REQUIRED WORK
Skip the images and copy each record exactly as written.

SOURCE MATERIAL
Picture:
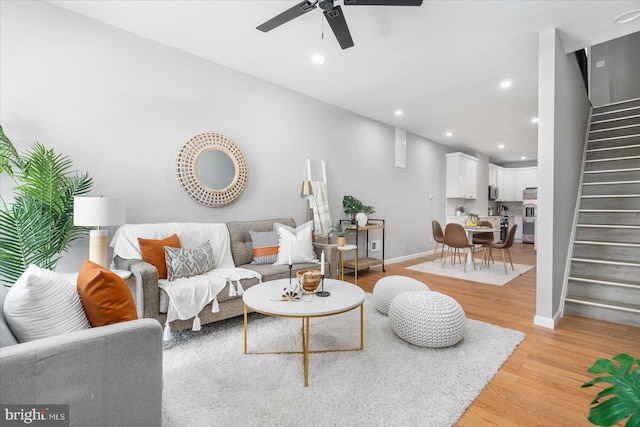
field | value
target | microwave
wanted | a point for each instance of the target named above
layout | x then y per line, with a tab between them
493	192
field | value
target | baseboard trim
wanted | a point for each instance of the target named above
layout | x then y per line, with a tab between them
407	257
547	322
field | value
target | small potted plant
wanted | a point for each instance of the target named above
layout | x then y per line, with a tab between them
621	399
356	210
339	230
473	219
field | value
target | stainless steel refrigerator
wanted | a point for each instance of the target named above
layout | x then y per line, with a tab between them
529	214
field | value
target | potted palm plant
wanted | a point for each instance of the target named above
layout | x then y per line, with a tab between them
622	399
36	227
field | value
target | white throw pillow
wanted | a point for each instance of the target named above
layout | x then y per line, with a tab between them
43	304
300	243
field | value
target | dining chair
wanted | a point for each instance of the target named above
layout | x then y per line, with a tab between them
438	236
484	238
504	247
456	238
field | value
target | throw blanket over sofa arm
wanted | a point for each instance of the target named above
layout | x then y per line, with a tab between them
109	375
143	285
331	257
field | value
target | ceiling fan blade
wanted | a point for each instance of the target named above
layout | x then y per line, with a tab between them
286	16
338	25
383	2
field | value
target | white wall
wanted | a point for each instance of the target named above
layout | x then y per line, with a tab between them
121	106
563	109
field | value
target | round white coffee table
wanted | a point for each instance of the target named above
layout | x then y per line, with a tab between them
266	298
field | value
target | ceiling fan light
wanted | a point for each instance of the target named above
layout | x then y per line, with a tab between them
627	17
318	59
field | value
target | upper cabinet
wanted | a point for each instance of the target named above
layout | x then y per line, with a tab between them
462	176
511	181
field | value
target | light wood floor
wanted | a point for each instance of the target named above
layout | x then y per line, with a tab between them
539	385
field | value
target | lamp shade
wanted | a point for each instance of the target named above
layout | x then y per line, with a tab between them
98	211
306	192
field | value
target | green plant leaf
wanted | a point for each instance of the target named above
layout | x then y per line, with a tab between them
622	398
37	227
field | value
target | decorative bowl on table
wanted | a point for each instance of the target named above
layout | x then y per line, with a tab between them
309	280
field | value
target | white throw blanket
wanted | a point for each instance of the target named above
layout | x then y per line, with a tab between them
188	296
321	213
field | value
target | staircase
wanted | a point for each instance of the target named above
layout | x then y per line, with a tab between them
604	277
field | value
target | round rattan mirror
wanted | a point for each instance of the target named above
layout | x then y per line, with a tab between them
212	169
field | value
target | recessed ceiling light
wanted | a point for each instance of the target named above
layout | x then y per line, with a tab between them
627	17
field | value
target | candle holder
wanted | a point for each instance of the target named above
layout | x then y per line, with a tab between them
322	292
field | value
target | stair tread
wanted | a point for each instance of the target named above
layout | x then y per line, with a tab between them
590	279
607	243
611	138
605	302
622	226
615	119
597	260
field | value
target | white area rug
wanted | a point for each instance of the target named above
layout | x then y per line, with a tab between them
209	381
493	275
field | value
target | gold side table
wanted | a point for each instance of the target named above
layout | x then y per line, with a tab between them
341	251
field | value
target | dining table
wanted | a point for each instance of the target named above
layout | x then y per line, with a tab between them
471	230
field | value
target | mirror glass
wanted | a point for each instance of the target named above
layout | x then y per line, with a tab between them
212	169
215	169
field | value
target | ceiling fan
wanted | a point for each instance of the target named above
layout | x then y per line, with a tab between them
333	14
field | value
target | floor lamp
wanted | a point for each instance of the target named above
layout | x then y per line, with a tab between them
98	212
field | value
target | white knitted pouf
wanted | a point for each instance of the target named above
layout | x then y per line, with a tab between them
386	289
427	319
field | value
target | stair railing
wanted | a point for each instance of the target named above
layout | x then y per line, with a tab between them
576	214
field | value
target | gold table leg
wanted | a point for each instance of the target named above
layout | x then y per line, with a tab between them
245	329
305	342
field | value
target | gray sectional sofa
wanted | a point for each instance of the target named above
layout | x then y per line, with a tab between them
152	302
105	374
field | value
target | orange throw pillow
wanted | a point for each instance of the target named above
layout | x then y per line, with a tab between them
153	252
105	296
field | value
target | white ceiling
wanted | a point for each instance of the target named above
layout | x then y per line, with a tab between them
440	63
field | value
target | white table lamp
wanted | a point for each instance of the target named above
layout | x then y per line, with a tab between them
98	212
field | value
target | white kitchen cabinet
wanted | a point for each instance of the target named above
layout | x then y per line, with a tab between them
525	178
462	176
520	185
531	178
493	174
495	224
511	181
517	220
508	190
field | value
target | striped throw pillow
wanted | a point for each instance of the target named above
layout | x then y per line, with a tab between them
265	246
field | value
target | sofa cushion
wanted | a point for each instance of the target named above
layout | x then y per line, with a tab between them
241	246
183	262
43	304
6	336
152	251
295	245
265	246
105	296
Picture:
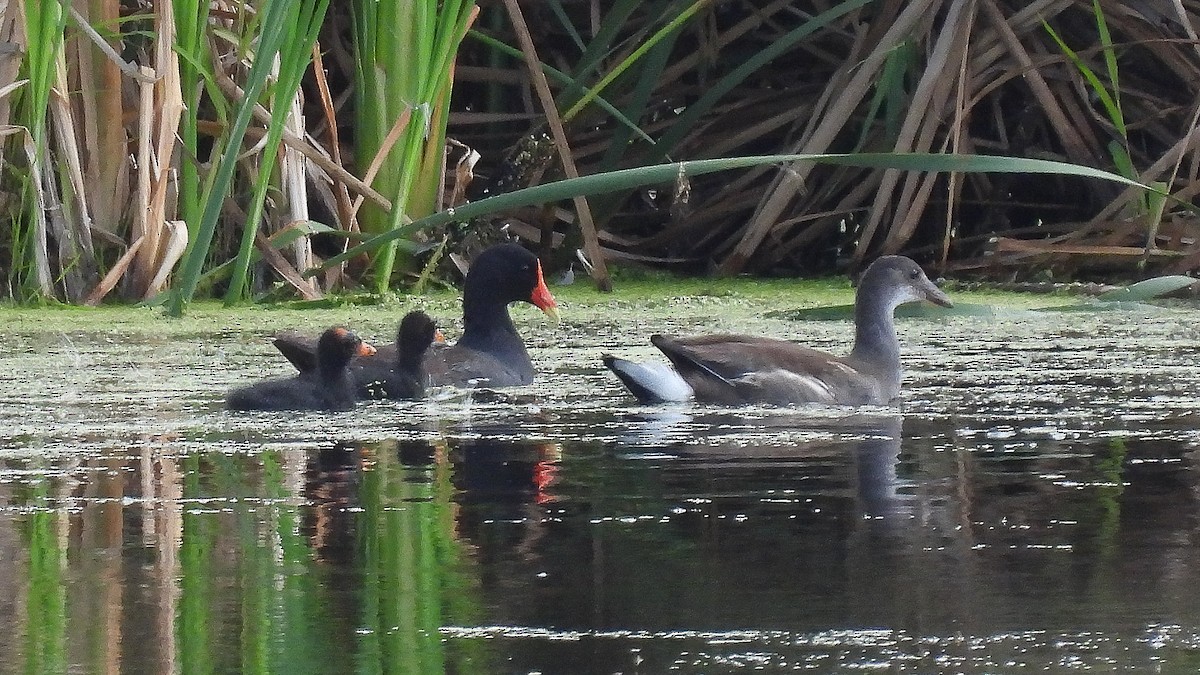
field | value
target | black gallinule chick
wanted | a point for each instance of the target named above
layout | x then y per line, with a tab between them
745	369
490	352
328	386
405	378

RESPONSE FOR THIS EXERCISE
Picture:
field | value
target | microwave
wanted | a point for each instance of the target named above
layout | x then y per line, with a tab between them
493	192
field | value
target | baseboard trim
wanted | a point for each instance of the target named above
layout | x then y per line, with a tab between them
407	257
547	322
field | value
target | small potted plant
wanted | a point for each instance of the target named above
layout | x then y per line, with a tab between them
621	399
356	210
339	230
473	219
field | value
target | stainless steel refrigerator
wanted | a point for each instance of the target named above
layout | x then y per line, with a tab between them
529	214
field | value
target | potted palm plant
wanted | a point for each instance of the target named above
layout | x then y per line, with a tab between them
622	399
36	227
field | value
target | white throw pillow
wanted | a point for each instance of the target named above
layout | x then y per line, with a tab between them
43	304
300	243
field | value
target | dining chair
wanted | a point for each instance of the target named above
layout | x then y per line, with a tab between them
438	236
484	238
504	247
456	238
field | value
target | throw blanket over sofa arm
wanted | a point for each instance of the target named above
layout | x then y per line, with a tab between them
109	375
143	285
331	257
field | value
target | ceiling fan blade
wanted | a point for each instance of the target named above
layout | x then y per line, with a tab between them
286	16
338	25
383	2
field | value
target | white wall
wanted | a point for each instance of the target named above
layout | x then y per line, with a tab between them
121	106
563	109
field | value
target | round white coffee table
wanted | a point for each instance of the target named above
layout | x then y per line, with a tab between them
266	298
field | value
target | ceiling fan light
wanted | a point for each instance of the target named above
layout | x then y per line, with a tab between them
627	17
318	59
field | value
target | upper cabinet
wanted | a point for each instance of the target named above
layout | x then y per line, with a tab between them
462	176
511	181
field | value
target | light wood floor
wanted | a point for each instance of the target named above
layout | x then y per line, with a tab between them
539	385
field | value
target | lamp shade
wanted | a point for each instance of the target named above
layout | x then y per line, with a tab between them
98	211
306	192
field | value
target | green plant leaf
wanted | a point for each instance of the target named above
layout | x then y per line, with a tab between them
622	398
37	227
field | value
target | decorative bowl on table
wanted | a point for each instance of the target named above
layout | x then y per line, with a tab between them
309	280
field | value
target | white throw blanket
wanted | a point for each instance of the target named above
layout | x then y per line, with a tab between them
188	296
321	213
field | value
target | staircase
wanted | a point for each instance of the target named above
layout | x then y per line, with a tab between them
604	277
field | value
target | round rattan mirror
wanted | a point for each instance of the target named above
layout | x then y per line, with a tab between them
212	169
field | value
target | recessed ceiling light
wanted | a point for each instance of the target named above
layout | x then y per line, with a tab between them
627	17
field | value
target | candle holder
wanted | a point for each instance of the target named above
layout | x then y per line, with a tab between them
322	292
field | value
target | stair tread
wanted | a point for each instance of the target named above
layout | x then y per line, with a tab between them
590	279
607	243
611	138
605	302
622	226
615	119
597	260
field | value
target | white area rug
wanted | a point for each instance of the target named above
layout | x then y per line, with a tab between them
209	381
493	275
field | value
target | gold side table
wanted | a point for each instance of the target named above
layout | x then y per line, with a tab between them
341	251
field | value
target | dining table
wanted | a point for each instance of the target named above
layout | x then y per line, with a tab between them
471	230
field | value
target | mirror glass
wanted | a point for each instance of the target named above
layout | x then y per line, with a tab between them
212	169
215	169
field | value
target | ceiling fan
wanted | a point for each instance of the target named above
layout | x then y per line, with a tab between them
333	14
field | value
target | floor lamp
wanted | a point for each instance of the target named above
layout | x then y per line, with a tab between them
98	212
field | value
target | white knitted pouf
wanted | a point for each instance of the target named above
layout | x then y per line, with a tab between them
386	289
427	319
field | value
target | stair railing
wanted | a point for each instance of the target named above
layout | x then y per line, with a tab between them
576	214
field | value
target | gold table leg
wanted | a point for each instance of the target named above
layout | x then y per line, with a tab between them
245	329
305	342
field | value
target | gray sectional sofa
wanted | a point for each instance of the target named above
layout | x then y per line, with a tab between them
152	302
105	374
field | value
target | orange throw pillow
wanted | a point for each instance of the target named above
layout | x then y per line, with a tab between them
153	252
105	296
field | value
target | white ceiling
wanted | a point for each instance of the target named above
layout | x then y per line, with a tab between them
440	63
field | value
target | white table lamp
wanted | a point for each instance of the target named above
layout | x then y per line, with a tab between them
98	212
field | value
target | white kitchen cabinet
wanted | a point for each instance of the target named above
layout | x then y per line, with a tab between them
525	178
462	176
520	185
531	178
493	174
495	224
511	181
517	220
508	190
field | value
target | striped throw pillow
wanted | a point for each instance of the target named above
layout | x then y per line, with a tab between them
265	246
field | value
target | sofa cushion
wanted | a point for each instance of the target named above
layout | x then y per line, with a tab between them
241	246
183	262
43	304
6	336
152	251
295	245
265	246
105	296
Picture:
field | value
target | black gallinule chick
wanted | a point for each instance of the target named above
layout | x then y per line, with a tab between them
745	369
490	352
328	386
405	378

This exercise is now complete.